§ WHAT YOU NEED TO DO
Render every line of the entries below as a JSON list of strings, one string per line, omitting any blank lines.

§ DATA RECORDS
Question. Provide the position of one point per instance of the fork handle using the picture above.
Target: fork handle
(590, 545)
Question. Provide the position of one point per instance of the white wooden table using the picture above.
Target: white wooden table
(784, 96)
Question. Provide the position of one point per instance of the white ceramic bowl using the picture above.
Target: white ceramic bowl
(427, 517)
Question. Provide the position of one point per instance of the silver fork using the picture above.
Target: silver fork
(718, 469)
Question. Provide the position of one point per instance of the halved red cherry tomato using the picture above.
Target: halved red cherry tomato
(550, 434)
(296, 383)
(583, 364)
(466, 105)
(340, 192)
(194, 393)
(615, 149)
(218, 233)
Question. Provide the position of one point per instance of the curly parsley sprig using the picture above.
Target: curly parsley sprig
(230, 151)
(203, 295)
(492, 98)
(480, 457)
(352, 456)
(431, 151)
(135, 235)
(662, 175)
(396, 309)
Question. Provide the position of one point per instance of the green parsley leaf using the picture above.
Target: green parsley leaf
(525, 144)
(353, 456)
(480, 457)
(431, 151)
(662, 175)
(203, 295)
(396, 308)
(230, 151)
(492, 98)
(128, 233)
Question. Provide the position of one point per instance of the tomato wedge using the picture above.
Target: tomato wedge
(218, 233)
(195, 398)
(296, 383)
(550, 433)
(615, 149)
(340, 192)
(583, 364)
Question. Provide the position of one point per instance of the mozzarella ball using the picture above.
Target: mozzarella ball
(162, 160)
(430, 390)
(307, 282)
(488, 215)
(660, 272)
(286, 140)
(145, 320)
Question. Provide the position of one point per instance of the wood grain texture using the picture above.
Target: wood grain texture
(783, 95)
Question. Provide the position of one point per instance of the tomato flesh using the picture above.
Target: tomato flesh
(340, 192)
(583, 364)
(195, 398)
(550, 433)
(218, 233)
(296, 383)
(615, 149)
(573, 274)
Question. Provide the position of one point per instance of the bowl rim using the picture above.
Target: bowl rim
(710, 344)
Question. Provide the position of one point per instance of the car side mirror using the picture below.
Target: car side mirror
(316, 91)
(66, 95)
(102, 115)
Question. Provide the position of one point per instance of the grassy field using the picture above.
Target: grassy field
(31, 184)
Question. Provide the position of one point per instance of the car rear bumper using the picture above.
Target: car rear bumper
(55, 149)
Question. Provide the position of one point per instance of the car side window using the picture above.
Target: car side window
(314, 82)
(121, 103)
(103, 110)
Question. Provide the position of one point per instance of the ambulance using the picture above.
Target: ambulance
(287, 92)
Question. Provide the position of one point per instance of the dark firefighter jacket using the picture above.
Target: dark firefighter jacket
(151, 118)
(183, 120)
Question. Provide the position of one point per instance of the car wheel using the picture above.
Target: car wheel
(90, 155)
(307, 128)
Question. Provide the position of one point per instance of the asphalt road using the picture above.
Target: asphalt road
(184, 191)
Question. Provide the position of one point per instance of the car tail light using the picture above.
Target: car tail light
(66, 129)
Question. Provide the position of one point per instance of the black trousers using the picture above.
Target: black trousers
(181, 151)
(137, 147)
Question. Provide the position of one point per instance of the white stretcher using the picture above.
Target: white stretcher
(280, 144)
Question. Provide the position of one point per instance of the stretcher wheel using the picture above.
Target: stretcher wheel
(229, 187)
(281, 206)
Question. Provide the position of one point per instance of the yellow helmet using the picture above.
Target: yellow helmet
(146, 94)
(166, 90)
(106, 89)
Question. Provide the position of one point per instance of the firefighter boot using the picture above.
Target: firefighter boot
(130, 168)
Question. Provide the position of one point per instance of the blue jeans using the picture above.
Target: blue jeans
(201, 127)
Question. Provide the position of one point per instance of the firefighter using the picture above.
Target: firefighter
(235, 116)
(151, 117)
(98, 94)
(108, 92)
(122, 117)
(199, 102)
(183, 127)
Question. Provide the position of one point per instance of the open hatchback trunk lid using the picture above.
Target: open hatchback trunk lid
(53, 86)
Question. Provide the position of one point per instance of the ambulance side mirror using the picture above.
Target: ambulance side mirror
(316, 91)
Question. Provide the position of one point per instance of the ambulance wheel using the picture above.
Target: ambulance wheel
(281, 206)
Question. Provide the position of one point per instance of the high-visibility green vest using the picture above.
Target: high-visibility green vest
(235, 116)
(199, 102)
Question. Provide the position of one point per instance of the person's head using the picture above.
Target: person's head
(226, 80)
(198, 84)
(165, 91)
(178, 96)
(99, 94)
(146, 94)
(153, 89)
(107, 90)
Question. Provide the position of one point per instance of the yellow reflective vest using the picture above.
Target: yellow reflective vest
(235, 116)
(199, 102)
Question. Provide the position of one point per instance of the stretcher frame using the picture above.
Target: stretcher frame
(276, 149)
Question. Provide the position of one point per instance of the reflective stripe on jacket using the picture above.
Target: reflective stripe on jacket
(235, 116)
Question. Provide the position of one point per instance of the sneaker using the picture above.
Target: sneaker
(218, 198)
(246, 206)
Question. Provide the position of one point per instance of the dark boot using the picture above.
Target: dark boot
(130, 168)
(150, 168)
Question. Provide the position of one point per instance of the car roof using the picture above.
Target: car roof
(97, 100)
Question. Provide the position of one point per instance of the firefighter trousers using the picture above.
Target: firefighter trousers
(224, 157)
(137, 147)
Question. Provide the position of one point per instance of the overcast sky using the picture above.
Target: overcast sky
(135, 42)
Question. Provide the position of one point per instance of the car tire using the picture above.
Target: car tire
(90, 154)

§ EXERCISE RESULT
[
  "Question. Provide the position of one point per instance of the fork handle using the picture above.",
  "Target: fork handle",
  "(590, 545)",
  "Question. Provide the position of one point per instance of the white wooden table using the picture above.",
  "Target: white wooden table",
  "(784, 96)",
  "Question. Provide the position of one point per instance of the white ceramic bowl using the picture above.",
  "Target: white ceramic bowl",
  "(427, 517)",
  "Question. Provide the position of one point per instance of the silver fork using the picture above.",
  "Target: silver fork",
  "(718, 469)",
  "Question. Provide the position of one point per instance of the halved red cherry tomato using the picture above.",
  "Target: halved red cherry tomato",
  "(550, 434)",
  "(296, 383)",
  "(583, 364)",
  "(466, 105)",
  "(340, 192)",
  "(194, 393)",
  "(615, 149)",
  "(218, 233)",
  "Question. Provide the position of one point per instance of the curly parsley sprig using the picture above.",
  "Target: curly parsley sprig",
  "(230, 151)",
  "(203, 295)",
  "(492, 98)",
  "(480, 457)",
  "(352, 456)",
  "(431, 151)",
  "(135, 235)",
  "(662, 175)",
  "(396, 309)",
  "Question. Provide the position of one point per instance of the green parsley leaf using the picture above.",
  "Target: green parsley leaf",
  "(525, 144)",
  "(353, 456)",
  "(480, 457)",
  "(431, 151)",
  "(662, 175)",
  "(203, 295)",
  "(396, 308)",
  "(230, 151)",
  "(492, 98)",
  "(128, 233)",
  "Question. Provide the position of one point per instance of the tomato wedge using the picture above.",
  "Target: tomato wedge",
  "(218, 233)",
  "(195, 398)",
  "(296, 383)",
  "(550, 433)",
  "(615, 149)",
  "(340, 192)",
  "(583, 364)",
  "Question. Provide the position of one point per instance of the mozzarella ball using the picture above.",
  "Target: mozzarella ball",
  "(162, 160)",
  "(430, 390)",
  "(307, 282)",
  "(488, 215)",
  "(660, 272)",
  "(286, 140)",
  "(145, 320)",
  "Question. Provide the position of one point per instance of the wood grain texture using the picture above.",
  "Target: wood grain texture",
  "(783, 95)",
  "Question. Provide the position of one point per instance of the tomato flesh using the picture above.",
  "Target: tomato flesh",
  "(340, 192)",
  "(583, 364)",
  "(195, 398)",
  "(550, 433)",
  "(218, 233)",
  "(296, 383)",
  "(615, 149)",
  "(573, 274)",
  "Question. Provide the position of one point per instance of the bowl rim using the picture above.",
  "Target: bowl rim",
  "(710, 344)",
  "Question. Provide the position of one point per instance of the car side mirror using the picture below.",
  "Target: car side mirror",
  "(316, 91)",
  "(66, 95)",
  "(102, 115)",
  "Question. Provide the position of one point per instance of the grassy field using the picture above.",
  "Target: grassy field",
  "(31, 184)",
  "Question. Provide the position of one point per instance of the car rear bumper using the picture above.",
  "Target: car rear bumper",
  "(55, 149)",
  "Question. Provide the position of one point per instance of the car side window using the picture above.",
  "Target: car side window",
  "(314, 82)",
  "(121, 103)",
  "(103, 110)",
  "Question. Provide the position of one point per instance of the ambulance using the picture above.",
  "Target: ambulance",
  "(287, 92)",
  "Question. Provide the position of one point per instance of the dark firefighter jacket using the picture above.",
  "Target: dark firefighter jacket",
  "(151, 118)",
  "(183, 120)",
  "Question. Provide the position of one point per instance of the car wheel using the picture above.",
  "Target: car wheel",
  "(90, 155)",
  "(307, 128)",
  "Question. Provide the position of one point per instance of the asphalt road using the picture above.",
  "Target: asphalt road",
  "(184, 191)",
  "Question. Provide the position of one point per instance of the car tail light using the picture above.",
  "Target: car tail light",
  "(66, 129)",
  "Question. Provide the position of one point per instance of the black trousers using the picture above.",
  "Target: black trousers",
  "(181, 151)",
  "(137, 147)",
  "Question. Provide the position of one point per instance of the white stretcher using the picture above.",
  "Target: white stretcher",
  "(280, 144)",
  "Question. Provide the position of one point per instance of the stretcher wheel using the picture above.",
  "Target: stretcher wheel",
  "(229, 187)",
  "(281, 206)",
  "Question. Provide the position of one point per instance of the yellow helmet using the picture above.",
  "Target: yellow helmet",
  "(146, 94)",
  "(166, 90)",
  "(106, 89)",
  "Question. Provide the position of one point per instance of the firefighter boot using the picture above.",
  "Target: firefighter boot",
  "(130, 168)",
  "Question. Provide the position of one point per instance of the blue jeans using the picture above.",
  "Target: blue jeans",
  "(201, 127)",
  "Question. Provide the position of one point per instance of the firefighter using the picture above.",
  "Target: firefighter",
  "(235, 116)",
  "(151, 117)",
  "(98, 94)",
  "(108, 92)",
  "(122, 117)",
  "(199, 102)",
  "(183, 127)",
  "Question. Provide the position of one point per instance of the open hatchback trunk lid using the picture above.",
  "Target: open hatchback trunk lid",
  "(53, 86)",
  "Question. Provide the position of one point per instance of the ambulance side mirror using the picture above.",
  "Target: ambulance side mirror",
  "(316, 91)",
  "Question. Provide the position of one point per instance of the ambulance wheel using the picture above.",
  "Target: ambulance wheel",
  "(281, 206)",
  "Question. Provide the position of one point per instance of the high-visibility green vest using the picture above.",
  "Target: high-visibility green vest",
  "(235, 116)",
  "(199, 102)",
  "Question. Provide the position of one point per instance of the person's head using the picture above.",
  "Target: person's head",
  "(226, 80)",
  "(198, 84)",
  "(165, 91)",
  "(178, 96)",
  "(99, 94)",
  "(146, 94)",
  "(153, 89)",
  "(107, 90)",
  "Question. Provide the position of one point per instance of the yellow reflective vest using the picture above.",
  "Target: yellow reflective vest",
  "(235, 116)",
  "(199, 102)",
  "Question. Provide the position of one point per instance of the stretcher frame using the picture above.",
  "Target: stretcher frame",
  "(276, 149)",
  "Question. Provide the position of one point per instance of the reflective stripe on jacket using the picture above.",
  "Target: reflective stripe on jacket",
  "(235, 116)",
  "Question. Provide the position of one point per instance of the sneaker using the picture above.",
  "Target: sneaker",
  "(218, 198)",
  "(246, 206)",
  "Question. Provide the position of one point per instance of the dark boot using the picture above.",
  "Target: dark boot",
  "(130, 168)",
  "(150, 168)",
  "Question. Provide the position of one point per instance of the car roof using the picture above.",
  "Target: car roof",
  "(97, 100)",
  "Question. Provide the position of one point per instance of the firefighter trousers using the picture above.",
  "Target: firefighter trousers",
  "(224, 157)",
  "(137, 147)",
  "Question. Provide the position of one point per instance of the overcast sky using the picture above.",
  "Target: overcast sky",
  "(135, 42)",
  "Question. Provide the position of one point per instance of the car tire using the picture above.",
  "Target: car tire",
  "(90, 154)"
]